Отрывок текста
□ □ □ □ □

Презентация состоялась, и все волнения позади. Фотовыставка оставлена в клубе под честное слова мэра, который обещал обеспечить хозяйское к ней отношение. Теперь можно наконец поехать в соседнее село Знаменка, где с самого утра ждёт нас одна из героинь «Словаря», бабушка Лариса Георгиевна Коношанова.

В итоге в Знаменку мы отправляемся уже под вечер. Когда-то это старинное село, которое вольно раскинулось на берегу речки Илги, было вторым по величине в районе, а ещё раньше и вовсе считалось волостным центром. В этом году ему исполнилось уже 368 лет. Стояло здесь раньше целых три церкви, через деревню проходил тракт от Заларей до Бодайбо, сегодня это дорога федерального значения. В 1736 году в четырёх километрах от Знаменки был построен Илгинский винокуренный завод. Долгое время он считался самым крупным в Иркутской губернии и только в середине 19-го века остановил производство, не выдержав конкуренции. 

Поблудив по местным просёлочным дорогам, запутавшись в указателях и сделав ненужный крюк, уже в сумерках мы въезжаем в Знаменку. Она встречает нас сонным бормотаньем Илги да тявканьем собак. Оптимистично выглядит развороченное дорожное полотно центральной улицы: если ремонтируют улицы, значит, жизнь идёт. А дороги здесь больная тема. Самые лучшие участки – это мосты, они асфальтированы и электрифицированы, что не может не радовать усталого путника. Но от Качуга до Жигалово ещё «шикарная дорога», а вот дальше, на Казачку, в распутицу да на легковой машине, говорят, лучше не соваться. Подождём до зимы, пока ляжет «зимний асфальт» на наши дороги. Ведь именно там, в Казачинско-Ленском районе, запланировано следующее мероприятие Центра русского языка, фольклора и этнографии. 

За тридцать лет Галина Афанасьева-Медведева вдоль и поперёк исходила всю Восточную Сибирь

Лариса Георгиевна Коношанова нас уже заждалась. Галину Витальевну она встречает как старую знакомую. Немало душевных вечеров они провели вместе ещё в Коношаново, где баба Лариса родилась, вышла замуж, родила шестерых детей и прожила с мужем Иннокентием Максимовичем всю свою жизнь. Лишь год назад младшая дочь Катерина перевезла стариков к себе. Нынче бабушке исполнилось 80, а дедушке – 90 лет. Впрочем, у них в семье много долгожителей: и мать, и свекровь, и дед дожили почти до ста лет. Только в прошлом году в Усть-Куте умер от сахарного диабета внук, которому исполнилось всего-то 29 лет.

□ □ □ □ □

Записанный материал
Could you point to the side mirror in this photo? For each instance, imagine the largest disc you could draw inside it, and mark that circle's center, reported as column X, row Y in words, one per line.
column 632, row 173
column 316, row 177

□ □ □ □ □

Задание
Ответьте на вопросы по тексту о поездке в Знаменку.
1. Сколько лет исполнилось Знаменке в этом году?
2. В каком году был построен Илгинский винокуренный завод?
3. Сколько детей родила Лариса Георгиевна Коношанова?

Ответ
1. Знаменке исполнилось 368 лет.
2. Завод был построен в 1736 году.
3. Она родила шестерых детей.